▸ EXTRACTED MATERIAL
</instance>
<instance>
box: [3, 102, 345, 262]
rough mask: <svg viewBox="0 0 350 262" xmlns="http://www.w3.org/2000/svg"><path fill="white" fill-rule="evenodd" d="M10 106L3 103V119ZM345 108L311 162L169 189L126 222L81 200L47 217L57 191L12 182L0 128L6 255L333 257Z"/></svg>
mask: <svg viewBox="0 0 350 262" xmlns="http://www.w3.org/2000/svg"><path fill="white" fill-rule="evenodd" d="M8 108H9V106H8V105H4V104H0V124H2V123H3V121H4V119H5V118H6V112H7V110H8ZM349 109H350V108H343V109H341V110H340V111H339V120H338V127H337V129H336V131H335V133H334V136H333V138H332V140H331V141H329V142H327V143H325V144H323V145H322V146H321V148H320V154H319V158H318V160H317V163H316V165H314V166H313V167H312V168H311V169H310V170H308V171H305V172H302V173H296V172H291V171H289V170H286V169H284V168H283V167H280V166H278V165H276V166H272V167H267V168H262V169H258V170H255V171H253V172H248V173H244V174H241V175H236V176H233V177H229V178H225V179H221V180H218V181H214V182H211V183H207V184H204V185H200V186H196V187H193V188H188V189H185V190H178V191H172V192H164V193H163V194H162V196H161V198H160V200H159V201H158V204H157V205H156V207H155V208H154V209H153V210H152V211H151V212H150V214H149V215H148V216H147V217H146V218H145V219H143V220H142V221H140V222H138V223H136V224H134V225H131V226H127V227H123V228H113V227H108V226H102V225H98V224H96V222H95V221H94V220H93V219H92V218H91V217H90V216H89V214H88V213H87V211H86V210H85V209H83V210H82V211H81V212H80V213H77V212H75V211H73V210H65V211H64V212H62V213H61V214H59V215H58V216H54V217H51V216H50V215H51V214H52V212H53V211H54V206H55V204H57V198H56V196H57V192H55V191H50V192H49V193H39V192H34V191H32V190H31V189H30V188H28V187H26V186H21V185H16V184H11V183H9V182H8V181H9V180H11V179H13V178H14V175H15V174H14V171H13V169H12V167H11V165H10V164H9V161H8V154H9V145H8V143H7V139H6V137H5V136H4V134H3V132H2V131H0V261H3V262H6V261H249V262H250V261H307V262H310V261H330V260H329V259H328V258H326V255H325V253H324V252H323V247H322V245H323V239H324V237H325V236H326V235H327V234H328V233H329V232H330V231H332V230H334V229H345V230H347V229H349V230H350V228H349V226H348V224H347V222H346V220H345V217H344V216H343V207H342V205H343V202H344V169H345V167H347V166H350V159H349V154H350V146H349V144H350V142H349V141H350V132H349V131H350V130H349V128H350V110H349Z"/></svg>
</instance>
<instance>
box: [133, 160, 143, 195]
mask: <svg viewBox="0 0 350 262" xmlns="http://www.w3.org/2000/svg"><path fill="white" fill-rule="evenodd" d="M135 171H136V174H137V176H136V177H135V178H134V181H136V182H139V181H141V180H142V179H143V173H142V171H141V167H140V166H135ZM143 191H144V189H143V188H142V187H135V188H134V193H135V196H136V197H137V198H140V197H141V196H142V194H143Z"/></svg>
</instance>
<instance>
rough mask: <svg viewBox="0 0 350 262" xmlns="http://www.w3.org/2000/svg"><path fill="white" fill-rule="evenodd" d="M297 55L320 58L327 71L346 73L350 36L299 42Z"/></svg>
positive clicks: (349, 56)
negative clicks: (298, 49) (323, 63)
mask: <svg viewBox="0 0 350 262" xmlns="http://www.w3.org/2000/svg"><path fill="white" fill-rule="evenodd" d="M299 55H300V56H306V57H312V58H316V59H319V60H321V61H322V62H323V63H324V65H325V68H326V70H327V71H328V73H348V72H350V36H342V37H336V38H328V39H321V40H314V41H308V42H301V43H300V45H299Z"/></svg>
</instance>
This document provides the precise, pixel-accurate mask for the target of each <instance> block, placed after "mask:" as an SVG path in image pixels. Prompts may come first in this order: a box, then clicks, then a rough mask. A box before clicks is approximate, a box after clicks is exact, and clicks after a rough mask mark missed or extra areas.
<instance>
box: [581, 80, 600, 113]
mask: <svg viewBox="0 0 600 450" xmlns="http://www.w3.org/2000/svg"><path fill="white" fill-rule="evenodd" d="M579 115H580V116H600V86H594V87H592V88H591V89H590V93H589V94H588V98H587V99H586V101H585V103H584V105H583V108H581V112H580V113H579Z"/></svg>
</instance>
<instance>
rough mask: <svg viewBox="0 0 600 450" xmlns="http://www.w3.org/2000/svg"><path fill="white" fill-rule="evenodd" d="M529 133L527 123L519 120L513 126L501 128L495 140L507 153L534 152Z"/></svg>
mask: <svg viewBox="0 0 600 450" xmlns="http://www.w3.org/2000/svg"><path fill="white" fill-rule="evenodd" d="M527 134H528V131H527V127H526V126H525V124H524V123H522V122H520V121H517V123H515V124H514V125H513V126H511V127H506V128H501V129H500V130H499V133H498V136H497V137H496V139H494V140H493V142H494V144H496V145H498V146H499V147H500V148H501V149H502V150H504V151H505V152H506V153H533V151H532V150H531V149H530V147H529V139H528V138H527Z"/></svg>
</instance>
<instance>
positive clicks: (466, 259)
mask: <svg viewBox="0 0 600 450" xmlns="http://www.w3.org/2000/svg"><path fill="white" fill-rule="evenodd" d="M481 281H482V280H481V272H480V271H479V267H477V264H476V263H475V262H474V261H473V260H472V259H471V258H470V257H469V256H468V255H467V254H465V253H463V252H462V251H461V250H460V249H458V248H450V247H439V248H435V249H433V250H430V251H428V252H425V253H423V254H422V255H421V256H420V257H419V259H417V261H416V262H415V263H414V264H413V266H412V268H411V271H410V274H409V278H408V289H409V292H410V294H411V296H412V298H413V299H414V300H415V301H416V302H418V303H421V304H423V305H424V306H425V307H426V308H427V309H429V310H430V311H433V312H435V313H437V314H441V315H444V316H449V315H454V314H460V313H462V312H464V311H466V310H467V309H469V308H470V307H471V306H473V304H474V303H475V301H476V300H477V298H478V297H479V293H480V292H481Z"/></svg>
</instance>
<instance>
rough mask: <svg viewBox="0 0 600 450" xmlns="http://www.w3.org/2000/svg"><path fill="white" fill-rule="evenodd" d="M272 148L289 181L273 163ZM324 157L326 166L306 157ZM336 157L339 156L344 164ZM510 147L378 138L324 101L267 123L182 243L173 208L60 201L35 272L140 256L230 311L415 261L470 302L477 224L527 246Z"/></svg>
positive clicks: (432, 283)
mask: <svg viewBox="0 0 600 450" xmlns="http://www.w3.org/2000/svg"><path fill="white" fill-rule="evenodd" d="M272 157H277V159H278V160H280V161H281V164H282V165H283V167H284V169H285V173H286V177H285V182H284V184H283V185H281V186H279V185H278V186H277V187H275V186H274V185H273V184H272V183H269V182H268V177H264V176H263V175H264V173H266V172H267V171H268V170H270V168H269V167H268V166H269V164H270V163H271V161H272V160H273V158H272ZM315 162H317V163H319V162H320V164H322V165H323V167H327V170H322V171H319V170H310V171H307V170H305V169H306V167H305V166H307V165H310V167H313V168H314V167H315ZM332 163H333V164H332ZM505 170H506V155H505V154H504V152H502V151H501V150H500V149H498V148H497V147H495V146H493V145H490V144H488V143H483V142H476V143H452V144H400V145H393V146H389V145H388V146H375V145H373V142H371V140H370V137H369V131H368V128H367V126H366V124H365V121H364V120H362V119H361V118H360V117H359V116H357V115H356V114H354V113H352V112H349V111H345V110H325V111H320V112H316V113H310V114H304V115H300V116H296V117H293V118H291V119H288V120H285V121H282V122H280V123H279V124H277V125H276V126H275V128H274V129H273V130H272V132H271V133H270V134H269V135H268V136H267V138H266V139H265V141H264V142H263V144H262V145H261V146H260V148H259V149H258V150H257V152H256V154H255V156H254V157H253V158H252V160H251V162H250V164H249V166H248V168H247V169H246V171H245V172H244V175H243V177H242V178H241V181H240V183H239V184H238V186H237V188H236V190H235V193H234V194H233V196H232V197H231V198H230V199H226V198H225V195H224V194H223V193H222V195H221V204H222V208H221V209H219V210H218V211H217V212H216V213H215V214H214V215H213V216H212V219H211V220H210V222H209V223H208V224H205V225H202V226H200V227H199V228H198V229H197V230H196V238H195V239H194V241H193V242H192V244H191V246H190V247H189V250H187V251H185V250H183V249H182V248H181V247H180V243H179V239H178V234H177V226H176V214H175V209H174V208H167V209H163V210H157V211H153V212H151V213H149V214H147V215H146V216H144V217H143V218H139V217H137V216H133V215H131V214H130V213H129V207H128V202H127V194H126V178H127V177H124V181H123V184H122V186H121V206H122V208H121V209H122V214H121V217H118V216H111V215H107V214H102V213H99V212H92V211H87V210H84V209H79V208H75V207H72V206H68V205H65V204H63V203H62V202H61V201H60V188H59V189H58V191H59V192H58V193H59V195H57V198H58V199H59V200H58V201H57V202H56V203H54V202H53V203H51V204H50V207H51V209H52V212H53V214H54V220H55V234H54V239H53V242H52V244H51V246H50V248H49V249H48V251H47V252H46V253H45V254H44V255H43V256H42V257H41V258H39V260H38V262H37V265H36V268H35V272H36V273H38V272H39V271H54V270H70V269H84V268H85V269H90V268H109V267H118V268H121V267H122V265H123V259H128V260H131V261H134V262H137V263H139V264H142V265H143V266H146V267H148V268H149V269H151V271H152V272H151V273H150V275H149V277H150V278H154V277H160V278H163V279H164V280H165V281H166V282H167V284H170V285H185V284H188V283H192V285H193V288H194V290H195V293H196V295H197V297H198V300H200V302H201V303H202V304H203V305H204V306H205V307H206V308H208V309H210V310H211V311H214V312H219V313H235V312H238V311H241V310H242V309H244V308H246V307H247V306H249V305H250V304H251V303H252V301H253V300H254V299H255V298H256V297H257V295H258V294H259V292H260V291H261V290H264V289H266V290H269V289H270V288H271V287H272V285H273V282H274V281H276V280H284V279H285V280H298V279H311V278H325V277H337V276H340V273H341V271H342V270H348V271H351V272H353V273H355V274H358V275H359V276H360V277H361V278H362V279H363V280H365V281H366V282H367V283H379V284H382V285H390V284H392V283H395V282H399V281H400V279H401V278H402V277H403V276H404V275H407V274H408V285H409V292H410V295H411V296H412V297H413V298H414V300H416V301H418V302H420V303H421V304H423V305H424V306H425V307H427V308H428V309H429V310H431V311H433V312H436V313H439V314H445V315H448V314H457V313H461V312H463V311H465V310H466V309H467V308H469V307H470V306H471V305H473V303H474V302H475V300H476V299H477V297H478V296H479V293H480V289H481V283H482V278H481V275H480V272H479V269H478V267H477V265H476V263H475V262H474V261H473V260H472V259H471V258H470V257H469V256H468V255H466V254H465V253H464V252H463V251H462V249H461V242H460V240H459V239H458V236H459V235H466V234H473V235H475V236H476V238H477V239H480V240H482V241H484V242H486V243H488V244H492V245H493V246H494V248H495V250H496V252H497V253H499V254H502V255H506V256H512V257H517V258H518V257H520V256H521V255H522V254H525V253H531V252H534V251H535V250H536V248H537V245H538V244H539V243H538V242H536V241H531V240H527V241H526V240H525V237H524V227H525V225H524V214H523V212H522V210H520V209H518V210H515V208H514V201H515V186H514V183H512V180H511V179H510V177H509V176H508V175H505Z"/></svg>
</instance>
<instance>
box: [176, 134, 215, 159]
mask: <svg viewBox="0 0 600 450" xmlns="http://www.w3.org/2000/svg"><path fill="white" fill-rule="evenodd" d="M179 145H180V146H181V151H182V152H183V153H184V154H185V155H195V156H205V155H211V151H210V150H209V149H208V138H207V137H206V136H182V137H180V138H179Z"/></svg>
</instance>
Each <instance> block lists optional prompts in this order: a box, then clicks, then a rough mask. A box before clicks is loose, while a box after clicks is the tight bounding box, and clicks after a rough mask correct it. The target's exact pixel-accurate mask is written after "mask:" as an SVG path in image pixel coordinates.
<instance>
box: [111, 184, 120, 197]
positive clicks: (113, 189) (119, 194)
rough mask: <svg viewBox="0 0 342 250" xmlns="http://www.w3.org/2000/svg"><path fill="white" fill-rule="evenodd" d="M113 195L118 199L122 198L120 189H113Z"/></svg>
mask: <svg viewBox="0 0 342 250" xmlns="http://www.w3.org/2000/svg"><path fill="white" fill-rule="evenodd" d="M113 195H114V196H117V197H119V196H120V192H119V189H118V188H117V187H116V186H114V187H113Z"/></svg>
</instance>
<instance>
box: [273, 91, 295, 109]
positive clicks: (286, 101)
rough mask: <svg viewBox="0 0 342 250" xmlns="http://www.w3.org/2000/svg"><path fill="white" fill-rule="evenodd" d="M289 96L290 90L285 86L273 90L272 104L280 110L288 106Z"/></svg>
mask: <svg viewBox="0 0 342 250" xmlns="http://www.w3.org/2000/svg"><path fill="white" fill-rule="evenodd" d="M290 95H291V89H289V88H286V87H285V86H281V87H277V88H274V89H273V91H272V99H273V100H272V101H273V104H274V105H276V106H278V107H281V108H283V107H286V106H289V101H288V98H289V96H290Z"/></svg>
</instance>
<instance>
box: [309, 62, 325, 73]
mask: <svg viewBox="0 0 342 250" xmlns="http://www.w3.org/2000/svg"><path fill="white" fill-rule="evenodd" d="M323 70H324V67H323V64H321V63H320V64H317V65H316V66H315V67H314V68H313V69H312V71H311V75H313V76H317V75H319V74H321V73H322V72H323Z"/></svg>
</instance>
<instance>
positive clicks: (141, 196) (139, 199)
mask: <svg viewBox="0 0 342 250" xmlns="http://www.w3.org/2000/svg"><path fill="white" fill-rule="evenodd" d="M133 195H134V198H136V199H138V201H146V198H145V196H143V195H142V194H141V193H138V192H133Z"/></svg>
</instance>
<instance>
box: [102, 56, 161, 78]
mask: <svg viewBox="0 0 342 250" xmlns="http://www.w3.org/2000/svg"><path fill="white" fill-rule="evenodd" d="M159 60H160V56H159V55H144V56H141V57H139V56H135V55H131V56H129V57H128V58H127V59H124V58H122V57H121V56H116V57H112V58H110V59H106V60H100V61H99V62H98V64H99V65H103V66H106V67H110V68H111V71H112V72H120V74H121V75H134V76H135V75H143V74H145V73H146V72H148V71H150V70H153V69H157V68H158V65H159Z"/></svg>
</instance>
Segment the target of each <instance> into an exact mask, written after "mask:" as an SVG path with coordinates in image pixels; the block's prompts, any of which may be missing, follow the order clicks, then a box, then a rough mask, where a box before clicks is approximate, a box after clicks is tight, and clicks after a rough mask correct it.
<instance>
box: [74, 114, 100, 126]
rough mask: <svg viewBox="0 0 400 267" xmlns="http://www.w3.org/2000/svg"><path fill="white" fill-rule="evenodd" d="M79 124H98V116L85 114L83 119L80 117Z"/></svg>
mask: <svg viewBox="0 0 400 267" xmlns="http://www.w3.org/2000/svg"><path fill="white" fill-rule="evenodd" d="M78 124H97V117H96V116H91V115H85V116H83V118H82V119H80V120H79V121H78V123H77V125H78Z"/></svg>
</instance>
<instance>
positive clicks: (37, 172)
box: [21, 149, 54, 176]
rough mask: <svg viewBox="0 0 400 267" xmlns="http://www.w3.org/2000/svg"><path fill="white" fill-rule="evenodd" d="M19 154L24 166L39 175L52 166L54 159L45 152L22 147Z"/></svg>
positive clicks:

▸ EXERCISE PROMPT
Print the lines above from the one with "positive clicks: (466, 259)" through the one with "148L289 181L273 163ZM324", both included, exactly as written and nothing more.

▸ RESPONSE FOR THIS EXERCISE
positive clicks: (466, 259)
mask: <svg viewBox="0 0 600 450" xmlns="http://www.w3.org/2000/svg"><path fill="white" fill-rule="evenodd" d="M481 281H482V280H481V272H480V271H479V267H477V264H476V263H475V262H474V261H473V260H472V259H471V258H470V257H469V256H468V255H467V254H465V253H463V252H462V251H461V250H460V249H458V248H450V247H439V248H435V249H433V250H430V251H428V252H425V253H423V254H422V255H421V256H420V257H419V259H417V261H416V262H415V263H414V264H413V266H412V268H411V271H410V274H409V278H408V289H409V292H410V294H411V296H412V298H413V299H414V300H415V301H416V302H418V303H421V304H423V305H424V306H425V307H426V308H427V309H429V310H430V311H433V312H435V313H437V314H441V315H444V316H449V315H454V314H460V313H462V312H464V311H466V310H467V309H469V308H470V307H471V306H473V304H474V303H475V301H476V300H477V298H478V297H479V293H480V292H481Z"/></svg>
</instance>
<instance>
rough mask: <svg viewBox="0 0 600 450" xmlns="http://www.w3.org/2000/svg"><path fill="white" fill-rule="evenodd" d="M272 148L289 181L273 163ZM324 157L326 166L306 157ZM336 157L339 156L344 164ZM510 147L378 138L324 101L267 123L182 243L173 208L60 201L35 272L140 256L230 311L415 261L470 302L477 224L527 246Z"/></svg>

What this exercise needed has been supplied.